Exercises =>
(1) In two sentences, please sum up the Unicode thread below.
(2) Write the next part of the Unicode thread below, picking up after its last sentence.

Unicode Newbie

Tue Sep 16 17:18:30 EDT 2003

[Martin von Löwis]
> Manuel Huesser <sylphaleya at hta.fhz.ch> writes:
> 
> > Yep Unicode supports less characters than there are possible with
> > utf-8 (ucs range = 2 ** 31).
> > 
> > so there is no possibility to support the full range of the ucs
> > character set with python?
> 
> The ucs range (for UCS-4) is *not* 2**31; it is 17*2**16. It was 2**32
> in ISO/IEC 10646:1993 (I believe), but it got constrained in 10646:2000.

I think UCS-4 is (or at least was) defined for 2**31 code points only.  I
do not know why the sign bit was excluded (maybe to avoid problems with
negative values for code points?), but if you consider the logic of
UTF-8, you will see than one full byte would be needed to support the
32th bit.  This does not mean it was the reason, I do not know.

Extracted records =>
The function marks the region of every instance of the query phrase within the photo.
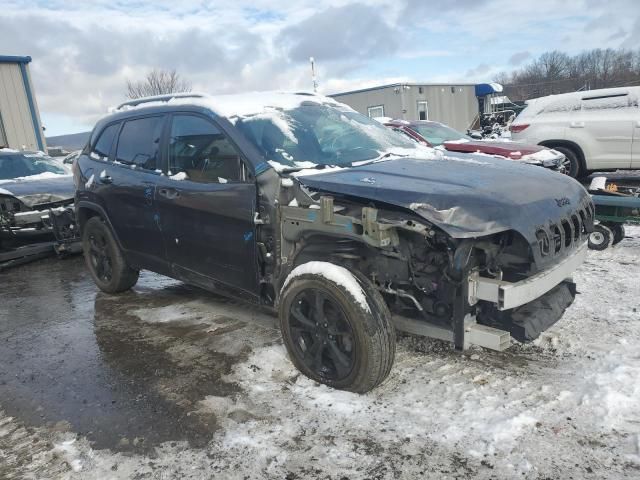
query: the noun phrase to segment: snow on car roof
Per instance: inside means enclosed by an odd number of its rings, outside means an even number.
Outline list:
[[[324,105],[339,106],[352,110],[351,107],[337,102],[333,98],[306,92],[249,92],[230,95],[208,95],[203,93],[160,95],[137,99],[110,109],[110,112],[128,111],[132,109],[156,107],[160,105],[197,105],[209,108],[216,114],[227,117],[245,117],[257,115],[270,109],[289,110],[299,107],[304,102],[315,102]]]

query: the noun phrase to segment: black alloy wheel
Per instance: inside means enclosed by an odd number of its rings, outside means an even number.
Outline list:
[[[113,277],[113,261],[104,232],[93,231],[89,235],[89,261],[96,277],[108,283]]]
[[[318,376],[340,381],[356,361],[354,331],[332,295],[318,289],[298,293],[290,307],[294,355]]]

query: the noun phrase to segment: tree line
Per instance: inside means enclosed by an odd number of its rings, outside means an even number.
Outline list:
[[[600,49],[571,56],[554,50],[494,81],[511,101],[596,88],[640,85],[640,49]]]

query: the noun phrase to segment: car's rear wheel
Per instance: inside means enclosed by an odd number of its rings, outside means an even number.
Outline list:
[[[364,276],[327,262],[303,264],[285,283],[279,313],[289,356],[312,380],[364,393],[389,374],[395,329]]]
[[[82,231],[82,249],[93,281],[103,292],[124,292],[138,281],[139,272],[127,264],[102,218],[87,220]]]
[[[565,156],[564,167],[565,173],[572,178],[578,178],[581,175],[580,160],[576,153],[567,147],[552,147],[554,150],[562,153]]]
[[[605,225],[598,224],[593,227],[589,235],[589,248],[591,250],[606,250],[613,243],[613,232]]]

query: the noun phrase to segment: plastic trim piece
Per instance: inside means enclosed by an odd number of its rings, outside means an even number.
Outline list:
[[[509,310],[532,302],[569,278],[586,256],[585,242],[554,267],[515,283],[483,278],[474,272],[469,275],[469,303],[473,305],[478,300],[486,300],[495,303],[498,310]]]

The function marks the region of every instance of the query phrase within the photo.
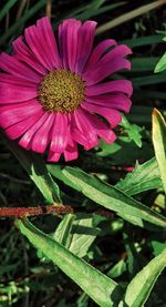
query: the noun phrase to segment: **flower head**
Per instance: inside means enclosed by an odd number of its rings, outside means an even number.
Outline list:
[[[95,28],[94,21],[68,19],[56,43],[42,18],[13,41],[12,55],[0,54],[0,125],[22,147],[49,150],[49,161],[76,158],[77,144],[90,150],[98,137],[113,143],[120,111],[129,111],[131,82],[105,79],[129,69],[125,57],[132,52],[111,39],[93,49]]]

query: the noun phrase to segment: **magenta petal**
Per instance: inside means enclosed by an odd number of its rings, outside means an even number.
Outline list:
[[[51,136],[51,152],[63,153],[68,144],[68,115],[58,112],[54,117]]]
[[[44,38],[39,33],[35,25],[31,25],[24,30],[25,40],[34,53],[39,62],[49,71],[53,69],[53,64],[45,54]]]
[[[39,31],[40,42],[44,50],[45,57],[51,62],[53,69],[60,69],[62,63],[50,19],[48,17],[41,18],[37,22],[37,30]]]
[[[122,121],[122,116],[117,110],[108,109],[105,106],[102,108],[102,106],[91,104],[87,102],[82,103],[82,108],[87,110],[89,112],[100,114],[101,116],[106,119],[108,121],[108,123],[111,124],[111,127],[115,127]]]
[[[117,58],[113,62],[107,62],[104,65],[98,64],[98,68],[96,68],[94,71],[84,74],[83,79],[86,81],[87,85],[93,85],[122,69],[131,70],[131,62],[126,59]]]
[[[100,106],[108,106],[116,110],[128,112],[131,109],[131,100],[122,94],[113,95],[105,94],[98,96],[91,96],[85,99],[86,102],[97,104]]]
[[[12,104],[0,106],[0,126],[7,129],[18,122],[29,119],[31,115],[37,115],[42,111],[42,106],[35,100],[31,100],[21,104]]]
[[[83,79],[87,85],[95,84],[115,71],[122,69],[131,69],[131,62],[124,57],[131,54],[132,51],[126,45],[118,45],[107,52],[95,65],[93,71],[83,73]]]
[[[70,68],[72,72],[74,72],[76,63],[80,27],[81,21],[76,19],[64,20],[59,27],[59,43],[63,68]]]
[[[20,76],[27,81],[33,81],[35,84],[38,84],[41,79],[37,72],[7,53],[0,54],[0,68],[15,76]]]
[[[14,58],[17,60],[30,65],[42,75],[46,73],[46,70],[40,64],[35,58],[35,54],[23,42],[23,37],[19,37],[17,40],[14,40],[12,42],[12,47],[14,51]]]
[[[72,129],[73,139],[86,149],[96,146],[98,144],[97,135],[86,116],[87,112],[80,108],[72,115],[75,123],[75,127]]]
[[[13,52],[20,55],[32,57],[31,50],[23,42],[23,37],[17,38],[12,42]]]
[[[85,21],[79,31],[77,61],[75,72],[81,73],[89,60],[93,47],[96,22]]]
[[[95,96],[100,94],[114,92],[124,93],[129,98],[133,93],[132,82],[128,80],[115,80],[101,84],[90,85],[85,89],[86,96]]]
[[[60,160],[61,153],[54,153],[49,151],[48,161],[49,162],[58,162]]]
[[[35,132],[44,124],[44,122],[46,121],[46,119],[49,117],[49,113],[45,112],[44,114],[42,114],[42,116],[39,117],[39,120],[24,133],[24,135],[21,137],[21,140],[19,141],[19,144],[27,149],[30,150],[31,149],[31,144],[32,144],[32,139],[33,135],[35,134]]]
[[[13,84],[19,88],[25,86],[25,88],[33,89],[33,90],[37,89],[37,84],[33,83],[32,80],[27,81],[27,80],[22,79],[21,76],[11,75],[9,73],[3,73],[3,72],[0,73],[0,82],[8,83],[8,86],[10,86],[10,84]]]
[[[54,121],[54,113],[49,114],[44,124],[35,132],[32,140],[32,150],[38,153],[43,153],[51,139],[51,130]]]
[[[69,22],[68,33],[66,33],[68,65],[72,72],[75,71],[80,28],[81,28],[81,21],[72,20],[71,22]]]
[[[114,40],[105,40],[103,42],[100,42],[93,50],[89,62],[86,63],[86,66],[83,71],[83,73],[86,73],[89,71],[91,71],[96,63],[98,62],[98,60],[102,58],[103,53],[111,47],[116,45],[116,41]]]
[[[24,121],[18,122],[12,126],[9,126],[6,130],[6,134],[11,139],[15,140],[20,137],[25,131],[28,131],[35,122],[42,116],[42,112],[38,112],[38,114],[29,116]]]
[[[116,140],[115,133],[103,122],[97,120],[92,114],[87,114],[89,121],[91,121],[97,135],[102,137],[106,143],[112,144]]]
[[[24,102],[37,98],[37,89],[27,86],[15,86],[13,84],[0,82],[0,104]]]
[[[76,142],[73,143],[73,145],[68,145],[64,151],[64,158],[65,161],[72,161],[77,158],[77,145]]]

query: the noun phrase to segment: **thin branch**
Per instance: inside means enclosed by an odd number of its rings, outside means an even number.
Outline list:
[[[24,217],[33,215],[45,215],[45,214],[65,214],[73,213],[71,206],[39,206],[39,207],[0,207],[0,217]]]

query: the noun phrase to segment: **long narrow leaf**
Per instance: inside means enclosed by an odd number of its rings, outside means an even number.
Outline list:
[[[159,274],[166,266],[166,249],[151,260],[129,283],[118,307],[142,307],[147,300]]]
[[[51,171],[51,167],[49,170]],[[53,166],[51,173],[53,174]],[[97,177],[86,174],[80,168],[64,167],[62,170],[61,180],[65,184],[82,192],[95,203],[116,212],[118,216],[134,225],[146,227],[148,229],[166,227],[165,217],[153,212],[116,187],[102,182]]]
[[[1,133],[7,146],[19,160],[23,168],[28,172],[31,180],[43,194],[45,201],[50,204],[60,202],[60,191],[55,182],[49,174],[44,160],[39,154],[33,154],[21,149],[15,142],[10,141]]]
[[[116,184],[117,188],[128,195],[135,195],[162,186],[158,164],[154,157],[142,165],[137,165],[132,173],[128,173],[123,181]]]
[[[21,232],[42,253],[45,254],[55,265],[72,278],[90,297],[100,306],[110,307],[120,301],[121,288],[118,285],[85,263],[77,256],[70,253],[49,235],[34,227],[28,219],[19,221]]]
[[[153,111],[153,143],[166,193],[166,123],[156,109]]]

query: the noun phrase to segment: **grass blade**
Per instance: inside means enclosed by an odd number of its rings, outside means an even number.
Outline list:
[[[156,109],[153,111],[153,143],[166,193],[166,123],[160,112]]]

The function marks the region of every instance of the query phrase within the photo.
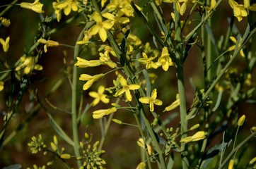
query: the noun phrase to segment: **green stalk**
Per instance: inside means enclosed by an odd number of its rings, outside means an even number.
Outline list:
[[[175,56],[178,59],[178,63],[176,63],[177,68],[177,77],[178,77],[178,92],[180,96],[180,130],[182,133],[182,138],[187,137],[187,108],[186,108],[186,96],[185,96],[185,89],[184,85],[184,72],[183,72],[183,56],[182,56],[182,32],[181,32],[181,26],[180,26],[180,13],[177,9],[175,2],[173,4],[174,6],[174,14],[175,20],[175,36],[177,40],[176,46],[176,53]],[[182,168],[187,168],[189,166],[189,163],[186,155],[187,155],[187,151],[185,149],[186,143],[181,143],[181,150],[182,150]]]
[[[247,143],[250,139],[256,136],[256,132],[252,132],[248,137],[245,139],[240,144],[239,144],[235,149],[232,150],[232,151],[228,154],[227,158],[226,158],[225,161],[221,163],[221,166],[218,169],[223,168],[225,165],[228,163],[231,156],[238,151],[238,149],[243,146],[245,143]]]
[[[81,32],[77,41],[80,41],[83,39],[83,31],[86,30],[86,27]],[[76,57],[78,56],[80,45],[76,44],[74,54],[74,60],[76,59]],[[77,92],[77,67],[74,65],[73,67],[73,80],[72,80],[72,96],[71,96],[71,116],[72,116],[72,130],[73,130],[73,141],[74,141],[74,151],[75,156],[76,157],[80,156],[79,152],[79,135],[78,130],[78,123],[77,123],[77,115],[76,115],[76,92]],[[81,161],[77,161],[77,165],[78,168],[81,166]]]

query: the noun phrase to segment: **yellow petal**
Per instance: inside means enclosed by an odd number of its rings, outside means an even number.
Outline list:
[[[243,115],[238,121],[238,125],[242,126],[245,120],[245,115]]]
[[[99,29],[99,35],[100,39],[104,42],[107,39],[107,32],[104,28]]]
[[[139,101],[142,104],[149,104],[150,98],[149,97],[141,97],[139,99]]]

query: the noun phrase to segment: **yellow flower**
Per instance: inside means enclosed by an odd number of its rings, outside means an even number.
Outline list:
[[[9,27],[9,25],[11,25],[10,20],[4,18],[4,17],[0,17],[0,21],[2,23],[4,27]]]
[[[120,82],[121,85],[122,86],[122,88],[117,90],[117,92],[114,95],[115,96],[118,96],[121,95],[122,94],[125,92],[125,97],[129,101],[132,101],[132,94],[130,92],[130,90],[135,90],[138,89],[140,87],[140,85],[138,84],[127,84],[127,82],[124,79],[124,77],[120,75],[119,77]]]
[[[9,42],[10,42],[10,37],[8,37],[6,40],[0,38],[0,44],[2,44],[4,51],[6,53],[8,49],[9,49]]]
[[[243,115],[238,121],[238,125],[242,126],[245,120],[245,115]]]
[[[105,42],[107,39],[107,30],[112,28],[113,23],[108,20],[103,21],[103,18],[100,15],[94,12],[92,15],[92,18],[96,22],[96,25],[92,26],[89,30],[89,33],[92,35],[99,34],[100,39],[103,42]]]
[[[235,38],[234,37],[230,37],[229,38],[231,39],[231,40],[233,42],[236,44],[237,40],[235,39]],[[242,42],[242,38],[240,37],[240,40],[239,40],[239,44],[238,44],[238,47],[240,47],[241,46],[241,42]],[[235,50],[235,44],[230,46],[228,48],[228,51],[233,51],[233,50]],[[240,51],[239,53],[240,53],[240,54],[241,55],[242,57],[245,57],[245,53],[243,53],[243,49]]]
[[[205,138],[205,132],[204,131],[197,132],[194,135],[185,137],[180,140],[180,142],[196,142]]]
[[[173,104],[171,104],[170,106],[165,107],[164,111],[172,111],[179,106],[180,106],[180,98],[179,98],[179,94],[177,94],[176,100]]]
[[[63,159],[70,159],[71,156],[69,154],[62,154],[60,155],[60,158]]]
[[[0,81],[0,91],[2,91],[4,89],[4,82],[3,81]]]
[[[76,58],[77,62],[76,63],[75,65],[78,66],[79,68],[98,66],[100,65],[101,63],[100,60],[87,61],[80,57],[76,57]]]
[[[216,0],[211,0],[211,6],[209,7],[206,6],[207,12],[210,12],[216,5]]]
[[[73,11],[77,11],[78,8],[76,4],[76,0],[65,0],[64,1],[53,2],[52,6],[54,10],[64,10],[64,13],[66,15],[69,15]]]
[[[82,74],[80,75],[79,80],[83,80],[83,81],[87,81],[87,82],[85,84],[83,84],[83,89],[87,90],[88,89],[89,89],[91,87],[91,85],[93,85],[94,82],[100,80],[103,77],[104,77],[104,74],[103,74],[103,73],[95,75],[93,76],[91,76],[91,75],[89,75],[87,74]]]
[[[109,115],[116,111],[117,108],[115,107],[112,107],[108,109],[98,110],[93,112],[93,118],[94,119],[102,118],[104,115]]]
[[[46,53],[47,51],[47,47],[48,46],[49,47],[52,47],[52,46],[58,46],[59,45],[58,42],[52,41],[52,40],[46,40],[46,39],[42,39],[42,38],[39,39],[37,40],[37,42],[39,43],[45,44],[44,46],[45,53]]]
[[[112,68],[115,68],[117,67],[117,64],[111,61],[110,57],[108,54],[108,51],[105,51],[104,54],[103,53],[100,53],[100,61],[101,61],[102,65],[107,65]]]
[[[91,35],[89,33],[89,31],[85,30],[83,32],[83,40],[76,42],[77,44],[87,44],[90,42],[90,39],[91,38]]]
[[[183,15],[186,11],[187,6],[189,4],[193,3],[194,0],[179,0],[179,2],[183,2],[180,6],[180,13],[181,15]]]
[[[146,168],[146,163],[144,162],[140,163],[136,169],[144,169]]]
[[[144,52],[143,52],[142,56],[143,58],[139,58],[138,61],[142,64],[146,64],[146,69],[149,69],[151,68],[156,69],[158,68],[157,64],[152,61],[157,57],[156,55],[153,57],[148,58],[148,56]]]
[[[124,13],[121,11],[118,11],[115,15],[110,13],[104,13],[103,16],[107,19],[112,20],[114,23],[120,23],[125,24],[129,22],[129,19],[127,17],[123,17],[124,14]]]
[[[32,11],[34,11],[36,13],[44,13],[43,11],[42,11],[42,7],[43,4],[42,4],[39,0],[35,0],[34,3],[28,3],[28,2],[21,2],[21,7],[24,8],[28,8],[31,9]]]
[[[90,92],[89,95],[91,97],[93,97],[95,99],[93,101],[93,106],[97,105],[100,101],[103,102],[104,104],[108,104],[110,102],[110,99],[106,96],[107,95],[104,94],[105,87],[100,86],[98,89],[98,92]]]
[[[245,6],[238,4],[234,0],[228,0],[229,5],[233,10],[234,16],[236,17],[238,21],[241,21],[243,17],[246,17],[248,13],[245,10]]]
[[[141,101],[142,104],[149,104],[150,111],[153,111],[153,105],[161,106],[163,104],[163,101],[156,99],[156,89],[154,89],[151,92],[151,96],[149,97],[141,97],[139,99],[139,101]]]
[[[28,56],[24,57],[21,56],[21,63],[18,66],[16,67],[15,70],[18,71],[22,68],[24,68],[24,74],[28,74],[32,72],[33,70],[42,70],[42,65],[37,64],[37,59],[35,57]]]
[[[158,64],[162,65],[163,70],[167,71],[169,66],[173,65],[173,63],[172,59],[170,58],[170,54],[167,47],[163,47],[162,50],[161,56],[159,57],[158,61]]]
[[[233,159],[231,159],[229,161],[228,169],[233,169],[234,167],[234,164],[235,164],[235,161]]]

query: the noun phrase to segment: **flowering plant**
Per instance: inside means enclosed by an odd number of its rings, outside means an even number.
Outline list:
[[[255,166],[255,152],[246,149],[256,130],[245,115],[254,115],[241,112],[256,96],[255,1],[17,1],[0,6],[0,151],[13,151],[8,145],[25,133],[32,154],[43,156],[38,163],[10,163],[8,157],[1,163]],[[34,37],[24,37],[31,41],[24,51],[14,49],[23,44],[13,35],[18,8],[39,18]],[[53,76],[57,68],[61,75]],[[245,125],[251,130],[238,132]]]

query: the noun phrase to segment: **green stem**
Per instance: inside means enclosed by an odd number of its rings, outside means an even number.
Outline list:
[[[8,4],[8,6],[1,13],[0,13],[0,17],[2,16],[6,12],[7,12],[8,10],[9,10],[17,1],[18,0],[14,0],[10,4]]]
[[[236,152],[238,151],[238,149],[243,146],[245,143],[247,143],[250,139],[252,139],[252,137],[256,136],[256,132],[252,132],[248,137],[247,137],[246,139],[245,139],[240,144],[239,144],[235,149],[233,149],[232,150],[232,151],[228,154],[228,156],[227,156],[227,158],[226,158],[225,161],[221,163],[221,166],[219,166],[219,168],[218,169],[221,169],[223,168],[225,165],[228,163],[228,161],[229,161],[229,159],[231,158],[231,156]]]
[[[176,2],[178,3],[178,2]],[[182,138],[187,137],[187,108],[186,108],[186,96],[185,89],[184,85],[184,72],[183,72],[183,56],[182,48],[182,32],[180,26],[180,13],[177,9],[176,3],[173,4],[174,6],[174,15],[175,20],[175,37],[177,41],[175,56],[178,59],[176,63],[177,68],[177,77],[178,77],[178,87],[180,96],[180,129],[182,133]],[[187,151],[185,149],[186,143],[181,143],[182,150],[182,168],[187,168],[189,166],[188,160],[186,157]]]
[[[83,30],[81,32],[77,41],[80,41],[83,39],[83,31],[86,30],[86,27],[84,27]],[[76,59],[76,57],[79,54],[80,45],[76,44],[74,54],[74,60]],[[73,80],[72,80],[72,96],[71,96],[71,116],[72,116],[72,130],[73,130],[73,141],[74,141],[74,151],[75,156],[76,157],[80,156],[79,152],[79,135],[78,130],[78,123],[77,123],[77,115],[76,115],[76,95],[77,95],[77,67],[74,65],[73,67]],[[81,166],[81,161],[77,161],[77,165],[78,168]]]

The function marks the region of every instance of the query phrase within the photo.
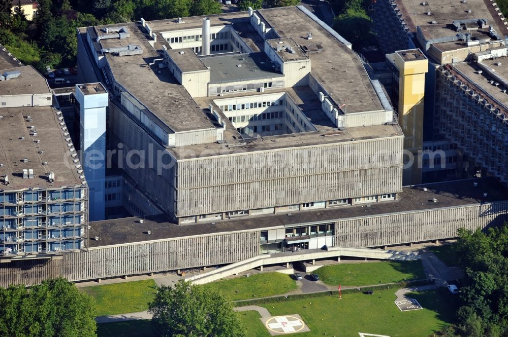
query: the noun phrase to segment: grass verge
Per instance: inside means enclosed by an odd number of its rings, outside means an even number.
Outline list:
[[[455,248],[455,245],[453,244],[427,248],[429,251],[434,253],[437,256],[437,258],[442,261],[448,267],[458,266],[457,252]]]
[[[330,285],[360,286],[425,278],[422,262],[383,261],[325,266],[315,272]]]
[[[231,301],[258,298],[285,293],[296,289],[290,275],[280,273],[263,273],[221,280],[202,286],[219,291]]]
[[[80,288],[97,303],[97,315],[144,311],[153,299],[155,283],[153,280],[104,284]]]

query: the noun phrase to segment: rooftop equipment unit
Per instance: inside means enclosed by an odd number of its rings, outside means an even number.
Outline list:
[[[21,74],[21,72],[19,70],[14,70],[12,71],[6,71],[4,73],[4,78],[6,81],[8,81],[12,79],[17,79]]]
[[[127,29],[127,27],[125,26],[111,27],[106,27],[106,28],[103,28],[101,30],[105,32],[106,34],[97,38],[97,42],[99,42],[102,40],[105,40],[107,39],[120,39],[120,40],[123,40],[124,39],[127,39],[131,36],[131,34]],[[109,33],[113,33],[110,34]]]
[[[203,40],[201,41],[201,55],[210,55],[210,18],[203,19]]]

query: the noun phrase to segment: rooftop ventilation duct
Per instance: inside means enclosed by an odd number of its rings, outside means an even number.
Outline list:
[[[201,55],[210,55],[210,18],[203,19],[203,40],[201,41]]]
[[[116,54],[119,56],[143,54],[143,49],[141,48],[141,46],[136,45],[129,45],[126,47],[118,47],[113,48],[103,48],[101,50],[101,51],[103,53],[110,53],[111,54]]]
[[[97,42],[106,39],[120,39],[121,40],[127,39],[131,36],[127,27],[124,26],[122,27],[106,27],[102,28],[101,30],[106,34],[97,38]]]
[[[4,75],[2,77],[4,78],[4,80],[1,80],[1,81],[8,81],[12,79],[17,79],[19,77],[19,76],[21,74],[21,72],[19,70],[14,70],[13,71],[6,71],[4,73]]]

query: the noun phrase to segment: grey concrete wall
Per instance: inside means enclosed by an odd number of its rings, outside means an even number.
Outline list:
[[[298,146],[298,145],[297,145]],[[402,138],[282,148],[178,162],[178,216],[402,190]]]

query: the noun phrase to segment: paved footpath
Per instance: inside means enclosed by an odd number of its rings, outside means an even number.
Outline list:
[[[233,310],[236,312],[240,311],[257,311],[262,317],[271,317],[272,315],[266,308],[259,306],[245,306],[245,307],[237,307]]]
[[[102,323],[114,323],[115,322],[125,322],[126,321],[136,321],[140,319],[151,319],[152,315],[149,314],[148,311],[140,311],[138,313],[130,313],[129,314],[100,316],[96,317],[96,321],[101,324]]]

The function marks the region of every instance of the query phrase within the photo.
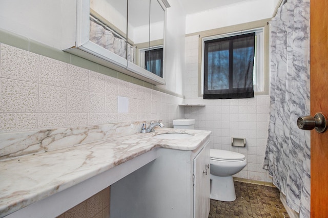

Responses by task =>
(1) Manuel Huesser asks whether Python cannot support the full UCS range, which he puts at 2**31, and Martin von Löwis answers that the UCS-4 range is 17*2**16, having been 2**32 in ISO/IEC 10646:1993, he believes, before being constrained in 10646:2000. A further reply holds that UCS-4 is, or at least was, defined for 2**31 code points only, and notes that UTF-8 would need one full byte to support the 32nd bit, while saying it is unknown whether that is why the sign bit was excluded.

(2)
UTF-16 has 17*2**16 code points.  I did not recently study the legal
verses, but my overall impression is that UTF-16 has been more or less
integrated in UCS-2 in more recent Unicode versions, and made official.
I do not know exactly what means UCS-2 nowadays, as it does not really
exist anymore as defined originally (with the intent of being fixed
width).  Unless UCS-2 is 2**16 - 2**11 codepoints?  The surrogate areas
cannot sensibly be part of it, at least nowadays.  Hmph!  I should
really read recent legal texts when I get to dive in such areas... :-)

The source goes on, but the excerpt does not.